→ **What to produce**: Copy the lines below word for word, but leave out the picture.

→ **Task material**:
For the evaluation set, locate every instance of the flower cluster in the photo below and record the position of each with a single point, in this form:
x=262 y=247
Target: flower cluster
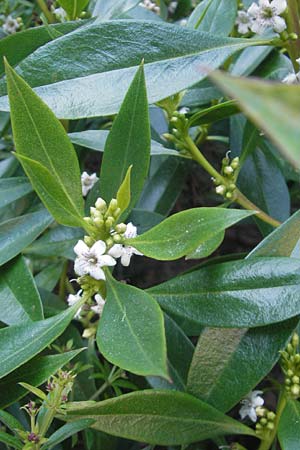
x=262 y=16
x=226 y=186
x=152 y=6
x=11 y=25
x=293 y=78
x=290 y=365
x=105 y=243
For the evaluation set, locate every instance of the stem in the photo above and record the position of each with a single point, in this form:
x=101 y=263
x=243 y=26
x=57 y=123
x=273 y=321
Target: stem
x=45 y=10
x=266 y=443
x=293 y=26
x=239 y=197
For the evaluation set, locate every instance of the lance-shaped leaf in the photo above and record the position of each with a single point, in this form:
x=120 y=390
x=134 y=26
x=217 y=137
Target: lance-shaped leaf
x=248 y=293
x=182 y=233
x=35 y=372
x=45 y=152
x=158 y=417
x=26 y=342
x=272 y=107
x=131 y=331
x=98 y=86
x=289 y=426
x=243 y=357
x=17 y=233
x=20 y=300
x=128 y=144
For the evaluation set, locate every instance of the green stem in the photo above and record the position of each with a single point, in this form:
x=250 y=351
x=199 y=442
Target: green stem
x=239 y=197
x=266 y=443
x=45 y=10
x=293 y=26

→ **Solution for this exercise**:
For the evaluation set, locate every instance of the flower cluster in the photo below and record the position of each with a single point, in this form:
x=262 y=247
Target: flower cluster
x=262 y=16
x=226 y=186
x=152 y=6
x=11 y=25
x=293 y=78
x=290 y=365
x=105 y=243
For the evaluation set, locate every instance of the stem in the photo above and record the position of each with a single point, in this form:
x=101 y=263
x=243 y=26
x=57 y=123
x=273 y=321
Target: stem
x=45 y=10
x=266 y=443
x=293 y=26
x=239 y=197
For the evaluation set, locate every instance of the lance-shaped leaf in the photo above and record the position of each with a single point, in this form:
x=120 y=390
x=134 y=26
x=217 y=137
Target: lance-shaped leaf
x=248 y=293
x=182 y=233
x=35 y=372
x=45 y=152
x=158 y=417
x=26 y=342
x=272 y=107
x=131 y=331
x=98 y=86
x=289 y=426
x=243 y=357
x=17 y=233
x=20 y=300
x=128 y=144
For the evaluation set, locate every instance of the green stem in the photo above and record the position of each with a single point, in this form:
x=250 y=351
x=199 y=442
Target: green stem
x=239 y=197
x=266 y=443
x=45 y=10
x=293 y=26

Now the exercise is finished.